>> Start Source

Utilization of a bus is a well known technique for allowing shared communication between multiple devices. For example, in a bus, all communication devices share a common path. Bus architectures work similar to a highway system, where a wide major highway may provide simple and affordable access to many cities and towns located along the highway. A single bus provides shared access to many devices along the shared path (bus).
As more and more cars enter a highway from the many towns along its path, the highway becomes more crowded and traffic flows more slowly. Similarly, various types of bus architectures can suffer from similar difficulties. There are two elements to performance of a bus, throughput and latency. The throughput of data is simply the speed with which data will travel along the bus, and could be considered analogous to the speed limit on a highway. For example, a 100 Mbit Ethernet adapter can transport data with a throughput of 100 megabits per second. Latency is defined as the time required to pass a frame (e.g., for Ethernet, a preamble, start-frame delimiter, destination address, source address, length and type field, data, and frame-check sequence) from the source to the destination on the bus. When there is more traffic on the bus, it becomes increasingly more difficult to find an opening on the bus to place data, causing an increase in the latency. Essentially, more congestion increases latency; the throughput always remains the same for the bus.
The more devices there are connected to the bus, the more traffic (e.g., data) will be flowing along the bus and therefore, the more congested and slow the data or other communications will travel. However, like the highway system, despite drawbacks, current bus architectures have provided an adequate means for interconnecting multiple devices for communication.
There are several different bus architectures used today. Busses such as a PCI bus, illustrated in FIG. 1, use a single multiplexed wide data and address bus, implementing a tree topology, to move data from one device to another. Referring to FIG. 1, a processor 102 and memory 104 are directly connected to a host bridge 106. These elements and their interconnections comprise the “local bus” of the system (e.g., computer, game console, etc.) in which they operate. The host bridge 106 is responsible for bridging between the local bus and the PCI bus, described in more detail below. In addition, the host bridge 106 is responsible for controlling and buffering all the data going to and from the memory 104. In the architecture illustrated in FIG. 1, all devices are memory-mapped, meaning that they can be referenced as if they were part of memory. It is the job of the host bridge 106 to determine whether or not the memory location requested is located in the local memory or on the PCI bus and return or write the data to the correct location.
Host bridge 106 is connected to bus 108. Bus 108 connects the host bridge to PCI devices, e.g., networking adapter 114, video card or hard-drive controller 116, and PCI to ISA bridge 118. These elements and their interconnections comprise the PCI bus. Three representative devices 114, 116, and 118 are shown, but these devices could be any devices such as a networking device, video, hard-drive controller, bridge to PCI, encryption coprocessor, video compression encoder/decoder, etc. These devices may be memory mapped or may implement direct memory access (DMA), which means that a device can automatically read and write data to memory, without requiring the data be handled by the processor 102.
The PCI to ISA bridge 118 couples the PCI bus to the bus 110. Coupled to the ISA bus 110 are input devices 120, slow interface 122, and other slow hardware 124. These elements and their interconnections comprise the ISA bus. All devices on the ISA bus “look” as if they are part of the PCI to ISA bridge 118. All traffic from these devices needs to pass through the PCI to ISA bridge 118 up to the processor 102, since these devices do not implement DMA. Using a PCI bus architecture such as that shown in FIG. 1, one device must take control, or master, the bus. During a transaction to a target, the master is also known as the initiator.

>> End Source

• _Set of tasks_
(A) Summarize the passage on bus architectures in two sentences.
(B) Arrange the part of the records that opens with the line containing "Could you please locate the field" and runs through the end of the records as a Markdown table with the columns Number and Record line, omitting blank lines.

>> Start Provided entries

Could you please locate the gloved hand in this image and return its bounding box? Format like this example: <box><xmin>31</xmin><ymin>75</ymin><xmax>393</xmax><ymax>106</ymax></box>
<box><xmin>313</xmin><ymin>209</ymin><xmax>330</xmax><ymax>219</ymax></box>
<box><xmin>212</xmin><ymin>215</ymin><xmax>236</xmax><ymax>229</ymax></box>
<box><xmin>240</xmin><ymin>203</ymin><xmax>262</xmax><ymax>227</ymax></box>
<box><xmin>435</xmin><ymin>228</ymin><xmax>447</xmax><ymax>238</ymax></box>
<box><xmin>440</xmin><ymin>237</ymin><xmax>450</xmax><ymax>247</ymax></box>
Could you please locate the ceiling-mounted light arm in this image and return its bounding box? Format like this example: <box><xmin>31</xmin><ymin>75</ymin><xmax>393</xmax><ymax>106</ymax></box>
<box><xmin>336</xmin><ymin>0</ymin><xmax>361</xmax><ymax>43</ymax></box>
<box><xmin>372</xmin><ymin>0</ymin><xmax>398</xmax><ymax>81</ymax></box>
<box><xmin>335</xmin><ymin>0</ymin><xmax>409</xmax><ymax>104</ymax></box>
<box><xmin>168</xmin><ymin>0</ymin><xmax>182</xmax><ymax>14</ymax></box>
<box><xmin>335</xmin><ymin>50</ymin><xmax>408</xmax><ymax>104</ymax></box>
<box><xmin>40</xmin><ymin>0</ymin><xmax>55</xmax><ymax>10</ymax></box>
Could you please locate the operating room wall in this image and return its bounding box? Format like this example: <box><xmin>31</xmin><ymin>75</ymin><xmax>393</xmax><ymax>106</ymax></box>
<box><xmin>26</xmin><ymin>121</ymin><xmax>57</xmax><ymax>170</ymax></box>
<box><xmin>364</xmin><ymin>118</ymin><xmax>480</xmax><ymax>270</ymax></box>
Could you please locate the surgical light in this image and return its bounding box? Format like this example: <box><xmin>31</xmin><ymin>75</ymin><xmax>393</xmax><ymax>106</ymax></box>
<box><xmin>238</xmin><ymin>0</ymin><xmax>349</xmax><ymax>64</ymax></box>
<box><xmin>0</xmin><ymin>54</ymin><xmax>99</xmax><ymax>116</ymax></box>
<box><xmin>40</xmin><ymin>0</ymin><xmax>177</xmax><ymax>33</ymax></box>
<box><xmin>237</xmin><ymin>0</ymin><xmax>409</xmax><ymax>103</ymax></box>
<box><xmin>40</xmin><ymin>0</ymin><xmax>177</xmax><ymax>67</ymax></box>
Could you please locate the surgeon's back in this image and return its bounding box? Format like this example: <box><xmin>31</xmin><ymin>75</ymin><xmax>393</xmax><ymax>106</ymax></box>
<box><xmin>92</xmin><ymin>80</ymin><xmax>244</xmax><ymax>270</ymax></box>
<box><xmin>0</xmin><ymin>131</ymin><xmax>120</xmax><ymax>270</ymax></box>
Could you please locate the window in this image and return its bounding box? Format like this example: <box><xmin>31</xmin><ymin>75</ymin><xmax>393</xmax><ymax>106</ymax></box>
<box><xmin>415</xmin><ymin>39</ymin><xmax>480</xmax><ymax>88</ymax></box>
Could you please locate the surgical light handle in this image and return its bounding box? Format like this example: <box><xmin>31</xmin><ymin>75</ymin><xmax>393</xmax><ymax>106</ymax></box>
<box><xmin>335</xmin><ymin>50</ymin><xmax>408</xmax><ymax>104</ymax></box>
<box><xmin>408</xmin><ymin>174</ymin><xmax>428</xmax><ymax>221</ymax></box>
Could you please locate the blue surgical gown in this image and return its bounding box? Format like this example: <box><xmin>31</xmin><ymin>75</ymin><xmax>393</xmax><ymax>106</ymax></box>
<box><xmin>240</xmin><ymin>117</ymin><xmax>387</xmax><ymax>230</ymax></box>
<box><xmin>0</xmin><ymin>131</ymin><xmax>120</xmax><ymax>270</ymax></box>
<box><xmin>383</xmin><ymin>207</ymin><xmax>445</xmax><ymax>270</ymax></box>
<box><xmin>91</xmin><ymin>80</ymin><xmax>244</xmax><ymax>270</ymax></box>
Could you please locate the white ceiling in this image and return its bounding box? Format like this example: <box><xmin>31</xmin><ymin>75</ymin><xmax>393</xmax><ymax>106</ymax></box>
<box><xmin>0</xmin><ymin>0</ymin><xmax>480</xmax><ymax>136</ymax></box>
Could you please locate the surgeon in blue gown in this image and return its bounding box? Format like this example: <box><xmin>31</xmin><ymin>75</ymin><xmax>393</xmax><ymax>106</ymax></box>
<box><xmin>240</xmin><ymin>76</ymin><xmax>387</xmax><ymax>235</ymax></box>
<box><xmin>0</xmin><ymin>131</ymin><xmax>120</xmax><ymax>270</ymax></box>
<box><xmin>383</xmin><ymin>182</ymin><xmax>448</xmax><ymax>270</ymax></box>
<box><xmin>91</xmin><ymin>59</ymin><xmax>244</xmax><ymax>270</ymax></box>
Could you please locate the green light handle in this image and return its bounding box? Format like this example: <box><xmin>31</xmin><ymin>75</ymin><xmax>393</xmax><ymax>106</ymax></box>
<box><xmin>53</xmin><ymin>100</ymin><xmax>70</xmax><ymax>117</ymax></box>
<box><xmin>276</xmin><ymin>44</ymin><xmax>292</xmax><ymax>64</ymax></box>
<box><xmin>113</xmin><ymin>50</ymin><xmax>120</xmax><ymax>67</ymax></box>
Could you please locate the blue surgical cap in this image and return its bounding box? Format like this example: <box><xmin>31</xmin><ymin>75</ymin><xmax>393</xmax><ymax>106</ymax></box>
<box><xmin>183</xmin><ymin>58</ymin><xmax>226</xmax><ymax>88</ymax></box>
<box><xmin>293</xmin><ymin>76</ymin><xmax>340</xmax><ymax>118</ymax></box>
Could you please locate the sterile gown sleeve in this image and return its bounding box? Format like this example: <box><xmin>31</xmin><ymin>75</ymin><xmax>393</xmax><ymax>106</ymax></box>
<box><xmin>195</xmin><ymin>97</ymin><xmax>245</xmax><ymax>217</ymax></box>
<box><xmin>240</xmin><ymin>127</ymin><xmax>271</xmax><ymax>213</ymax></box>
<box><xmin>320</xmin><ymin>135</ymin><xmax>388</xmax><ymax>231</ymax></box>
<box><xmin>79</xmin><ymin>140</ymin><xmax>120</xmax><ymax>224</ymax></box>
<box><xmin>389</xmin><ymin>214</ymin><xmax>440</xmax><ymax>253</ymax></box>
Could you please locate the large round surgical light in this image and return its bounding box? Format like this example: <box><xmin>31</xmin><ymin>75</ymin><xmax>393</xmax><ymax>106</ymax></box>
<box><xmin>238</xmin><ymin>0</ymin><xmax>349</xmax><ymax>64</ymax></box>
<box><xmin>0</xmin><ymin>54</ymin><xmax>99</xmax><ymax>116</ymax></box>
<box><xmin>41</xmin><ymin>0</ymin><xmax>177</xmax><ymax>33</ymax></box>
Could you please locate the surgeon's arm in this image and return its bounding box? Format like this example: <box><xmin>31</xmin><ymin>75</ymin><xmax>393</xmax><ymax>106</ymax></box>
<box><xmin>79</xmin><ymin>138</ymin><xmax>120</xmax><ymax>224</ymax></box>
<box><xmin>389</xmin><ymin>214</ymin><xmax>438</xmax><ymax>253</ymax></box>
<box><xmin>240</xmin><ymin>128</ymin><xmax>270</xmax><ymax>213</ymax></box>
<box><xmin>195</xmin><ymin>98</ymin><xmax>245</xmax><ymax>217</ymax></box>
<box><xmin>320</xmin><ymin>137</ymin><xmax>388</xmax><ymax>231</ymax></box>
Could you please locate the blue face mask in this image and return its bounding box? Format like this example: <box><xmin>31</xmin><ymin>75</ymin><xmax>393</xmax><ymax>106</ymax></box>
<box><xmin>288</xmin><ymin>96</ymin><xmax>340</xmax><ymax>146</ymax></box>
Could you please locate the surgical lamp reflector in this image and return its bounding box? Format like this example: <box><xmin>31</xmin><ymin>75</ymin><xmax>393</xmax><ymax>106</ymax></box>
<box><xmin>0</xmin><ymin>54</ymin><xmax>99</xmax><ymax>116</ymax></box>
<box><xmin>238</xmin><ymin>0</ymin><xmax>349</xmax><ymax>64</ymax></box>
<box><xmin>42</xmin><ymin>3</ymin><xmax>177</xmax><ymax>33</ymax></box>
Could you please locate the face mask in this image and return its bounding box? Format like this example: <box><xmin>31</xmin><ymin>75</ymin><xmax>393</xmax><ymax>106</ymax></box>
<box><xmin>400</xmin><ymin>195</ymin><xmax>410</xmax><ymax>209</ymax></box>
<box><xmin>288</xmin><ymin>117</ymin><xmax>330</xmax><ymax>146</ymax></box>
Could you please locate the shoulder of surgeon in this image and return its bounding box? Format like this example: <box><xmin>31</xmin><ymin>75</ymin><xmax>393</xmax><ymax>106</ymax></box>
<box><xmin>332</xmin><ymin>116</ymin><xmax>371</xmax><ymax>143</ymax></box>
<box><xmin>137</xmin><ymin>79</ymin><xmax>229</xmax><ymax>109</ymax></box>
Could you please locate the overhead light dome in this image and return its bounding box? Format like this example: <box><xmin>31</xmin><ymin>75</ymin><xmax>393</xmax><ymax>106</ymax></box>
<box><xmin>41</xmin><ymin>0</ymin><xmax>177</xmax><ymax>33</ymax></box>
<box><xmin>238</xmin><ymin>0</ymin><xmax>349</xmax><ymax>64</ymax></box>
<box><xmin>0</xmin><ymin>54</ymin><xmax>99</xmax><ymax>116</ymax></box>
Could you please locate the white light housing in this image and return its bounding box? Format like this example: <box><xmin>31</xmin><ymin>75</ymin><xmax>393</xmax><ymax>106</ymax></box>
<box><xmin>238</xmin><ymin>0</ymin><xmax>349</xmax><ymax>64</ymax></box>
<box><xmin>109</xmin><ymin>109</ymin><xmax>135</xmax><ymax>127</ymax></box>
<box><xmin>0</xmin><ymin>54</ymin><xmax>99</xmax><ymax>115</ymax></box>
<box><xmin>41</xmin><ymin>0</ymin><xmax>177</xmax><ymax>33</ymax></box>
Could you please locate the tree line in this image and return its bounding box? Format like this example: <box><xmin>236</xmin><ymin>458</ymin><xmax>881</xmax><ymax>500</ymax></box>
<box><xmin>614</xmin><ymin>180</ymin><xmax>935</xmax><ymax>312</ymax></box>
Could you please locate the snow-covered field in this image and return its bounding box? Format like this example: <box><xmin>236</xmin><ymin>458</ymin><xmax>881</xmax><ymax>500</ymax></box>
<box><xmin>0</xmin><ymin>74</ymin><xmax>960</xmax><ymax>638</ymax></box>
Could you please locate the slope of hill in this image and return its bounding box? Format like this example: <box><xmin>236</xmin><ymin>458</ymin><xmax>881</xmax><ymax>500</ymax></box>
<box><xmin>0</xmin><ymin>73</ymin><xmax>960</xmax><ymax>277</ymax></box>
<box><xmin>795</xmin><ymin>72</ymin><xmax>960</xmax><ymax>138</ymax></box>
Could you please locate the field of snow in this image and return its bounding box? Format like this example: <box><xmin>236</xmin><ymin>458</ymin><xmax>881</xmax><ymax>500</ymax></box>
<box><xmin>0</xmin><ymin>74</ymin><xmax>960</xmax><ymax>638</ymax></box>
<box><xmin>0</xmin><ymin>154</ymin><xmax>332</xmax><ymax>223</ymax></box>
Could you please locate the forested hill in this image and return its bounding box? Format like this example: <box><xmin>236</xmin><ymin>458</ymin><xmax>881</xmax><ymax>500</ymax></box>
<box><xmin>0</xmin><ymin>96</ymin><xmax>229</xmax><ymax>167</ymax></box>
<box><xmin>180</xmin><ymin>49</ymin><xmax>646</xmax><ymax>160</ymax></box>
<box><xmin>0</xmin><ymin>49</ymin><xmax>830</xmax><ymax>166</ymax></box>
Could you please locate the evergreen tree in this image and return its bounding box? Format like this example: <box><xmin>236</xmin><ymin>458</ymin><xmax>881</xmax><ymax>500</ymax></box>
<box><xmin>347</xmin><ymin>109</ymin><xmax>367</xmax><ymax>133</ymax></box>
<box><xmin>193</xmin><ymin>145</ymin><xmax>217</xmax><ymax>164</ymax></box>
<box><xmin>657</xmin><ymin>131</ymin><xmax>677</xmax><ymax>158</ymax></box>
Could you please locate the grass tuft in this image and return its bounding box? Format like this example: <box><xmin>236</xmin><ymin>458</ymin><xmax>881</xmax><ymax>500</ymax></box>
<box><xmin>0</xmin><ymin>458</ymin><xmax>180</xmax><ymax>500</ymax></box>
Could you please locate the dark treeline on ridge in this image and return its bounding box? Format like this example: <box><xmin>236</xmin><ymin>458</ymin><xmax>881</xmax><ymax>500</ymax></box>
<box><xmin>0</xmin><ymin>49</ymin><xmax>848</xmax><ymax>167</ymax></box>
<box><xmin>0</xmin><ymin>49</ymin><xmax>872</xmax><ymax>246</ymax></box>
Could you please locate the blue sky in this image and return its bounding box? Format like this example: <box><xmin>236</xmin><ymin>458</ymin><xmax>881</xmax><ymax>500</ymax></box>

>> End Provided entries

• _Task solutions_
(A) A bus gives multiple devices shared access to a common communication path, and as more devices add traffic, the resulting congestion increases latency while the bus's throughput stays the same. In the PCI architecture shown, a host bridge connects the processor and memory to the PCI bus, which links devices such as a networking adapter and a PCI to ISA bridge that in turn serves slower hardware on the ISA bus.

(B)
| Number | Record line |
|---|---|
| 1 | Could you please locate the field of snow in this image and return its bounding box? Format like this example: <box><xmin>236</xmin><ymin>458</ymin><xmax>881</xmax><ymax>500</ymax></box> |
| 2 | <box><xmin>0</xmin><ymin>74</ymin><xmax>960</xmax><ymax>638</ymax></box> |
| 3 | <box><xmin>0</xmin><ymin>154</ymin><xmax>332</xmax><ymax>223</ymax></box> |
| 4 | Could you please locate the forested hill in this image and return its bounding box? Format like this example: <box><xmin>236</xmin><ymin>458</ymin><xmax>881</xmax><ymax>500</ymax></box> |
| 5 | <box><xmin>0</xmin><ymin>96</ymin><xmax>229</xmax><ymax>167</ymax></box> |
| 6 | <box><xmin>180</xmin><ymin>49</ymin><xmax>646</xmax><ymax>160</ymax></box> |
| 7 | <box><xmin>0</xmin><ymin>49</ymin><xmax>830</xmax><ymax>166</ymax></box> |
| 8 | Could you please locate the evergreen tree in this image and return its bounding box? Format like this example: <box><xmin>236</xmin><ymin>458</ymin><xmax>881</xmax><ymax>500</ymax></box> |
| 9 | <box><xmin>347</xmin><ymin>109</ymin><xmax>367</xmax><ymax>133</ymax></box> |
| 10 | <box><xmin>193</xmin><ymin>145</ymin><xmax>217</xmax><ymax>164</ymax></box> |
| 11 | <box><xmin>657</xmin><ymin>131</ymin><xmax>677</xmax><ymax>158</ymax></box> |
| 12 | Could you please locate the grass tuft in this image and return its bounding box? Format like this example: <box><xmin>236</xmin><ymin>458</ymin><xmax>881</xmax><ymax>500</ymax></box> |
| 13 | <box><xmin>0</xmin><ymin>458</ymin><xmax>180</xmax><ymax>500</ymax></box> |
| 14 | Could you please locate the dark treeline on ridge in this image and return its bounding box? Format like this example: <box><xmin>236</xmin><ymin>458</ymin><xmax>881</xmax><ymax>500</ymax></box> |
| 15 | <box><xmin>0</xmin><ymin>49</ymin><xmax>848</xmax><ymax>167</ymax></box> |
| 16 | <box><xmin>0</xmin><ymin>49</ymin><xmax>872</xmax><ymax>246</ymax></box> |
| 17 | Could you please locate the blue sky in this image and return its bounding box? Format like this example: <box><xmin>236</xmin><ymin>458</ymin><xmax>881</xmax><ymax>500</ymax></box> |